Data shown START

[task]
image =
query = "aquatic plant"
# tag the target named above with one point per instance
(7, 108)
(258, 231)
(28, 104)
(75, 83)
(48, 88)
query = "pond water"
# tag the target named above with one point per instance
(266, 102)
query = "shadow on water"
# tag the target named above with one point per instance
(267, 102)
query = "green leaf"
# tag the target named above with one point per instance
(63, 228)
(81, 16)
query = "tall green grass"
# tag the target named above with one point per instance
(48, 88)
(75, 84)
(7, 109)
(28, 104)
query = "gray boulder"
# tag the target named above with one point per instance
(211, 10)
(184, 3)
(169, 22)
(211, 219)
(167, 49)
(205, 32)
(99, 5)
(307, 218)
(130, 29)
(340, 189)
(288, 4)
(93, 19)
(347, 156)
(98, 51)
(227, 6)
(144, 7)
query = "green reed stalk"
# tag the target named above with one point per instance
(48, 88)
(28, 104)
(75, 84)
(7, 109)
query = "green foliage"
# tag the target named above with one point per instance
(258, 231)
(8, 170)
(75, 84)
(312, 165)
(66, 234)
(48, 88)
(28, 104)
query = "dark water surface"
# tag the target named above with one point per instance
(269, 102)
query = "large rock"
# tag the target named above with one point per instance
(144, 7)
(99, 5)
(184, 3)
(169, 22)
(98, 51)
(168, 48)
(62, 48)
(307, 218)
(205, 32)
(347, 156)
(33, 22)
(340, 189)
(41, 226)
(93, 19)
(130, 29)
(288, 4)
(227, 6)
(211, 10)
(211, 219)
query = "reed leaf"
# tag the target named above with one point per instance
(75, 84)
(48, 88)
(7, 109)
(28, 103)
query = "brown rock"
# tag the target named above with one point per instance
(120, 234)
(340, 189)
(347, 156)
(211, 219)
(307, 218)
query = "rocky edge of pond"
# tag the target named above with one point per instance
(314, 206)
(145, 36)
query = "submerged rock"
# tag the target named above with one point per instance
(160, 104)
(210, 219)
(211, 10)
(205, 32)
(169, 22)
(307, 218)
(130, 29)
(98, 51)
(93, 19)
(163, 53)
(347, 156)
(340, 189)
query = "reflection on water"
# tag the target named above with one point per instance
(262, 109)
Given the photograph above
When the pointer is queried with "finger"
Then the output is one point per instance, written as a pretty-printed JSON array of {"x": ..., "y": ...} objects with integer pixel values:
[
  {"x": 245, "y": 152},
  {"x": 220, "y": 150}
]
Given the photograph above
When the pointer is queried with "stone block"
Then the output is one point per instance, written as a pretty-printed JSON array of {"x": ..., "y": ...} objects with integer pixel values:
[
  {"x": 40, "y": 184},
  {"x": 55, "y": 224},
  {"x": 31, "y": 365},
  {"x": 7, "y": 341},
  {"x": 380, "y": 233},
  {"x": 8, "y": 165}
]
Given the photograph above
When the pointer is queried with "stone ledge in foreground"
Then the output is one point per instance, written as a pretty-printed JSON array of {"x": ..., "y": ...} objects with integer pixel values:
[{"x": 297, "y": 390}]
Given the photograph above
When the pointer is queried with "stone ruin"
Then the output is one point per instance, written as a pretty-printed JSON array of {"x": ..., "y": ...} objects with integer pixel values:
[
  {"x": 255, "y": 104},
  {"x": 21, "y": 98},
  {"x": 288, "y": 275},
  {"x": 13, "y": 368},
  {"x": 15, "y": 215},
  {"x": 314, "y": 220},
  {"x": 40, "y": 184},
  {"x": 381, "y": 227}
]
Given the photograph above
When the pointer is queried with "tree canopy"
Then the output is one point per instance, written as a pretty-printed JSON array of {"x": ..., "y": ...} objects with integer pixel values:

Data shown END

> [Description of the task]: Output the entire listing exactly as it appears above.

> [Solution for this task]:
[task]
image =
query = "aquatic plant"
# tag the target named above with one point per instance
(7, 108)
(258, 231)
(28, 104)
(75, 83)
(48, 88)
query = "pond water"
# tag the target named above with one point per instance
(266, 102)
query = "shadow on water"
# tag the target named above with one point per instance
(267, 102)
query = "green leaf"
# tag the target named above with one point per instance
(63, 228)
(81, 16)
query = "tall green grass"
# tag the target named above with one point per instance
(48, 88)
(75, 84)
(7, 109)
(28, 104)
query = "gray boulder"
# tag the target named above with one point per instance
(211, 10)
(184, 3)
(169, 22)
(211, 219)
(167, 49)
(205, 32)
(99, 5)
(307, 218)
(130, 29)
(340, 189)
(288, 4)
(93, 19)
(347, 156)
(98, 51)
(227, 6)
(144, 7)
query = "green reed stalk"
# tag the target named above with one point per instance
(48, 88)
(28, 104)
(75, 84)
(7, 109)
query = "green foliage"
# tag the target named above with one point per instance
(258, 231)
(8, 170)
(75, 84)
(312, 165)
(66, 234)
(48, 88)
(28, 104)
query = "dark water surface"
# tag the target named above with one point per instance
(269, 102)
query = "large rock"
# tag the target named above with one point per instance
(144, 7)
(99, 5)
(184, 3)
(169, 22)
(98, 51)
(168, 48)
(62, 48)
(307, 218)
(205, 32)
(347, 156)
(33, 22)
(340, 189)
(41, 226)
(93, 19)
(130, 29)
(288, 4)
(227, 6)
(211, 10)
(211, 219)
query = "reed leaf"
# tag the target named above with one point per instance
(75, 84)
(48, 88)
(7, 109)
(28, 103)
query = "brown rock"
# tag the target named above with one point per instance
(120, 234)
(340, 189)
(347, 156)
(211, 219)
(307, 218)
query = "rocky edge of pond"
# tag the target named above with one point per instance
(314, 206)
(145, 36)
query = "submerged rock"
# tag the target named above with one point per instance
(160, 104)
(210, 219)
(211, 10)
(205, 32)
(169, 22)
(307, 218)
(130, 29)
(98, 51)
(93, 19)
(163, 53)
(347, 156)
(340, 189)
query = "reflection on water"
# tag the target named above with one point per instance
(262, 109)
Given the photograph above
When the pointer is queried with "finger"
Then the output is one point per instance, written as a pretty-printed JSON array of {"x": ..., "y": ...} objects with integer pixel values:
[
  {"x": 245, "y": 152},
  {"x": 220, "y": 150}
]
Given the photograph above
When the pointer is queried with "stone block"
Then the output is one point per instance, written as a pretty-printed JSON array of {"x": ..., "y": ...} objects with integer pixel values:
[
  {"x": 40, "y": 184},
  {"x": 55, "y": 224},
  {"x": 31, "y": 365},
  {"x": 7, "y": 341},
  {"x": 380, "y": 233},
  {"x": 8, "y": 165}
]
Given the photograph above
When the pointer is queried with "stone ledge in foreground"
Then the output is one point per instance, written as a pretty-printed JSON array of {"x": ..., "y": ...} objects with integer pixel values:
[{"x": 297, "y": 390}]
Given the photograph above
When the pointer is queried with "stone ruin"
Then the output is one point per instance, written as a pretty-printed JSON array of {"x": ..., "y": ...} objects with integer pixel values:
[
  {"x": 255, "y": 104},
  {"x": 21, "y": 98},
  {"x": 288, "y": 275},
  {"x": 13, "y": 368},
  {"x": 15, "y": 215},
  {"x": 314, "y": 220},
  {"x": 40, "y": 184},
  {"x": 381, "y": 227}
]
Given the photograph above
When the pointer is queried with "tree canopy"
Then the output is one point per instance, written as a pretty-printed JSON array of {"x": ..., "y": ...} objects with integer pixel values:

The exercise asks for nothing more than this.